## QUOTED PASSAGE
▼
Saturday, September 12, 2020

Centralised logging for nextcloud server - 5 Log management

 With most of the functional setup complete for nextcloud (as documented on my previous blog entries) It's time to move on to centralised log management and application monitoring. Im going to choose EFK as my logging stack, which I believe is one of the most popular log management stacks in the world.

However instead of hosting and maintaining my own EFK stack, I'm going to rely on a 3rd party such as logz.io or sematext for hosting the stack for me. both these providers seems to have good coverage in functionality and comes with a free tier for trying out the full feature set. This leaves me with having to install and configure fluent.d on my server.

Heres the steps I followed:

  1. Download and install fluent.d
    1. check pre installation checkpoints https://docs.fluentd.org/installation/before-install
      1. I didn't end up changing anything on my server for now.
▲
## DATASET
▼
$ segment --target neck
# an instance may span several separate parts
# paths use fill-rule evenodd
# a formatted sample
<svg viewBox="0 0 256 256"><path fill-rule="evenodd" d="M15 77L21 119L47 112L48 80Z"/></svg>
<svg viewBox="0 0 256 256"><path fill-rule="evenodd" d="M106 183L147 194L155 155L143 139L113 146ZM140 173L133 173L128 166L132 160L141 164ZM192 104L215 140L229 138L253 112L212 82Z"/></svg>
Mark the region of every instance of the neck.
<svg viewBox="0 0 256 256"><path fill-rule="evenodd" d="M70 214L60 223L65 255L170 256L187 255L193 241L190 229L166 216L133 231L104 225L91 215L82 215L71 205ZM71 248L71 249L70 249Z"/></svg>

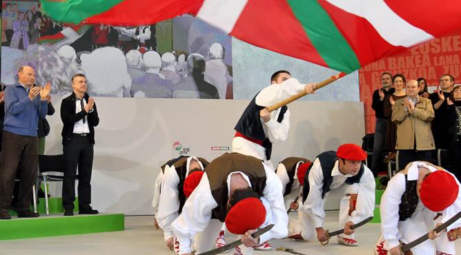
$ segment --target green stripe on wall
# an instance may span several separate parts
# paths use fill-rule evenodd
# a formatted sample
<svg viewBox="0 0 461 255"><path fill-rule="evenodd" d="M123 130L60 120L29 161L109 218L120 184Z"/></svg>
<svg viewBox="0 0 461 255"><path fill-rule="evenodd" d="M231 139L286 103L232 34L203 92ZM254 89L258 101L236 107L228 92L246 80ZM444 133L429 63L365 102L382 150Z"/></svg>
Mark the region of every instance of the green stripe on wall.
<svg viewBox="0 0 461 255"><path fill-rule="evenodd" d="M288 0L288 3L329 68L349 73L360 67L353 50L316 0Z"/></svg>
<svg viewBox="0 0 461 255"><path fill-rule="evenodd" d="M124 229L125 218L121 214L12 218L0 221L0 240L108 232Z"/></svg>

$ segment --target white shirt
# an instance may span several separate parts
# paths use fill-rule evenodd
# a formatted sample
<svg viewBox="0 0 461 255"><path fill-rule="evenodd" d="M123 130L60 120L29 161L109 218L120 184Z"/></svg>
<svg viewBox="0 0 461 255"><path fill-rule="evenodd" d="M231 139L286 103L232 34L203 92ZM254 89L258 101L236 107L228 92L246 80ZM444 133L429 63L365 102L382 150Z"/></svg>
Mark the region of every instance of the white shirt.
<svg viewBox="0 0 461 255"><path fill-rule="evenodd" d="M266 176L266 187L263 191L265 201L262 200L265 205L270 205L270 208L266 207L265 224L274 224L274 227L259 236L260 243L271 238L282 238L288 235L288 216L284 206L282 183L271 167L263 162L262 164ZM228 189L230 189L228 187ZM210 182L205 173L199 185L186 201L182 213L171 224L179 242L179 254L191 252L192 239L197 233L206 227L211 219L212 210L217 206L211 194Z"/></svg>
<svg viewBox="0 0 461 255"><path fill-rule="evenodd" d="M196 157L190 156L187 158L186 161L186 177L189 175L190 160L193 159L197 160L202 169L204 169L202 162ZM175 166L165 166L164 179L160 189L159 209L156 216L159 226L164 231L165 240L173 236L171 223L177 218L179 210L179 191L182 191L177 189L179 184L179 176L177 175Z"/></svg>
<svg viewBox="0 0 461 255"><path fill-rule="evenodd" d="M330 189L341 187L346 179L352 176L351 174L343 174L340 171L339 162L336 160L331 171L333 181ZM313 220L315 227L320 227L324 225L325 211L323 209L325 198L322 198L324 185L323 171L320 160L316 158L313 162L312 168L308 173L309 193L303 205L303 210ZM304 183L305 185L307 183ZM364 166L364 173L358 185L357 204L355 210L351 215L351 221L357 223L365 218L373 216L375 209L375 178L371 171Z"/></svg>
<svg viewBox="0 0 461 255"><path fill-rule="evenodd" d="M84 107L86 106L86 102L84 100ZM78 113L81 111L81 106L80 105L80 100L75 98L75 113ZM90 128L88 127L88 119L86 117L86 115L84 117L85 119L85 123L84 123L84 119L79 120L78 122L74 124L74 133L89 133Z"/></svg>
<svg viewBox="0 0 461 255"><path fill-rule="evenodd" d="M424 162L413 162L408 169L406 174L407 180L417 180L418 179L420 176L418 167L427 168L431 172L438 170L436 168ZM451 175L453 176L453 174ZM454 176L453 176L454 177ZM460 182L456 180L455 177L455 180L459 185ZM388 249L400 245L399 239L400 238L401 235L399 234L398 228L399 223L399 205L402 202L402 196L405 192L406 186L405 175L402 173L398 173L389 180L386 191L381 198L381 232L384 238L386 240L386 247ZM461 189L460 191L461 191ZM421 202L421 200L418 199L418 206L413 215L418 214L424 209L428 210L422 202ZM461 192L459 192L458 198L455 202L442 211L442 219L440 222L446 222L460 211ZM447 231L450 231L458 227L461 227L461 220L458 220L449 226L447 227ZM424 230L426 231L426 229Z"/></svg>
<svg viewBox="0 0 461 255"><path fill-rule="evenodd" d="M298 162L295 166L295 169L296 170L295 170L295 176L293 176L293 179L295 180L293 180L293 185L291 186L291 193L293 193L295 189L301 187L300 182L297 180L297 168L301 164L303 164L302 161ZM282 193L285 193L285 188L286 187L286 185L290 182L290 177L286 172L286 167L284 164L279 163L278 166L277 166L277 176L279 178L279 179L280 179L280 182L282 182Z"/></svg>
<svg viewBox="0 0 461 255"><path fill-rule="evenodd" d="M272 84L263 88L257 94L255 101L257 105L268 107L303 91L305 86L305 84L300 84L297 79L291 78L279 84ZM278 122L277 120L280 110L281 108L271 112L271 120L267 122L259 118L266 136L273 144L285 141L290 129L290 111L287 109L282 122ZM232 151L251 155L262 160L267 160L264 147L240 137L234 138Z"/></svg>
▲
▼
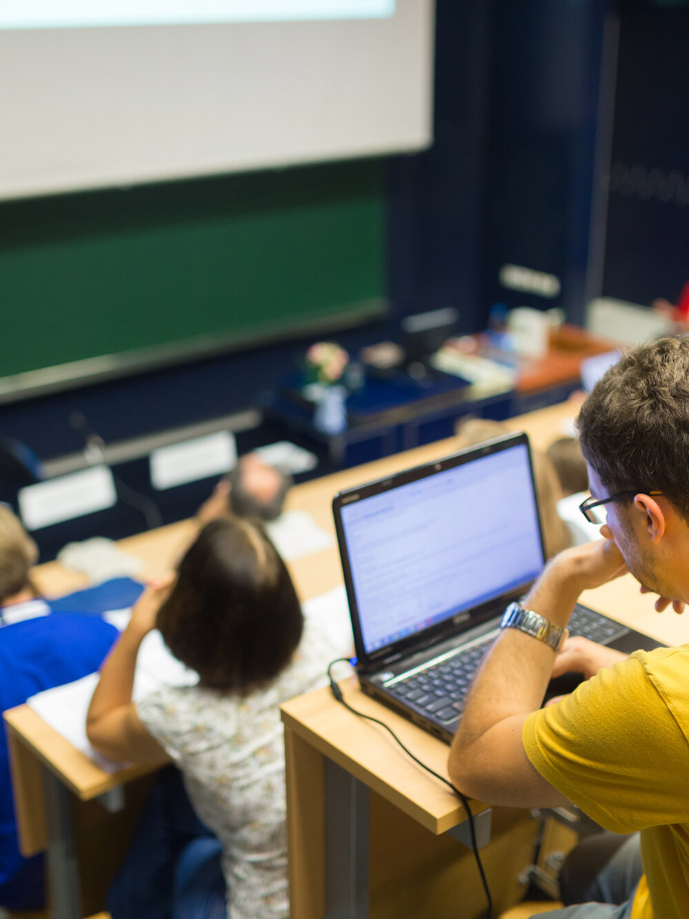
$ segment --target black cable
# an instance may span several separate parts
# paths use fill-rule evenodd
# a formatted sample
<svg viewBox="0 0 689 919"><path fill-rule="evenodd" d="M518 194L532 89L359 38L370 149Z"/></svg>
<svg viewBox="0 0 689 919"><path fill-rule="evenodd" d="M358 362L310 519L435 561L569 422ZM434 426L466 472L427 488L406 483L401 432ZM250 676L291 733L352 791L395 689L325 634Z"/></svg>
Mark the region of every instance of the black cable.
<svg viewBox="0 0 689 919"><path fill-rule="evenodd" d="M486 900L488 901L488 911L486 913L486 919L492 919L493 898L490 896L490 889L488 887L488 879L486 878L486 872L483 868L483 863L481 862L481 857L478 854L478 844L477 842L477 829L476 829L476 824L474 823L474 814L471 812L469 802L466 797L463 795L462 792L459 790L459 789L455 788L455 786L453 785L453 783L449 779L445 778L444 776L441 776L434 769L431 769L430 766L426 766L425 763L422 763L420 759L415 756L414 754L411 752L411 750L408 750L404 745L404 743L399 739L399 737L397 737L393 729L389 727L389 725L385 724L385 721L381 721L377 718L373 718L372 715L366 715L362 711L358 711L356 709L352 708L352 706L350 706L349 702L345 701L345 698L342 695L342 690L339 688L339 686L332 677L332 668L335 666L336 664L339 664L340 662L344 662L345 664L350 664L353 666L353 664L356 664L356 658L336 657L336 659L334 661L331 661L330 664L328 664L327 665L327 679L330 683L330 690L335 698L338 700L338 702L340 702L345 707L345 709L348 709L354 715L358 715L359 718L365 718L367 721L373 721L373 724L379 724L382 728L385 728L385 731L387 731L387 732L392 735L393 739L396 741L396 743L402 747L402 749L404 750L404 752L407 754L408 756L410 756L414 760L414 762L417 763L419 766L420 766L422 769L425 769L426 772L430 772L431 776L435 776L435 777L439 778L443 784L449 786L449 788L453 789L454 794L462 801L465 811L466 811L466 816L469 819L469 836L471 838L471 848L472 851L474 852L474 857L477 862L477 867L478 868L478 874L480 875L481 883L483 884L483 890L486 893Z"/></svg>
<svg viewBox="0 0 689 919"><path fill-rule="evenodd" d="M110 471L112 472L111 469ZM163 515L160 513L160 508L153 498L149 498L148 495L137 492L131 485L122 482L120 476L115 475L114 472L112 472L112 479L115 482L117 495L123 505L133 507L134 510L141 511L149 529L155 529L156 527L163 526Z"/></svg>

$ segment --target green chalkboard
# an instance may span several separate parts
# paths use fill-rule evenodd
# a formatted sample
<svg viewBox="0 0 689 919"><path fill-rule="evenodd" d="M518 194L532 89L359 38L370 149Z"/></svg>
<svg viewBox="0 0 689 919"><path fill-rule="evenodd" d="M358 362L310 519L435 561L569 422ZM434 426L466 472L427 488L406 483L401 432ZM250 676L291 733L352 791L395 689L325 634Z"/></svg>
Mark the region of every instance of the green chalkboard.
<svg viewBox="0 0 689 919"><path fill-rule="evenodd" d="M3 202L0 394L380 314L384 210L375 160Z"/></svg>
▲
## GIVEN INSTRUCTION A
Could you retype the nextcloud logging post from "1. Download and" up to and including "server for now."?
## GIVEN INSTRUCTION B
Answer these about the nextcloud logging post:
(i) Which logging stack was chosen?
(ii) Which two third-party providers are named for hosting the stack?
(iii) What was changed on the server after checking the pre-installation checkpoints?

## CORRECT OUTPUT A
1. Download and install fluent.d
    1. check pre installation checkpoints https://docs.fluentd.org/installation/before-install
      1. I didn't end up changing anything on my server for now.

## CORRECT OUTPUT B
(i) EFK
(ii) logz.io and sematext
(iii) Nothing, for now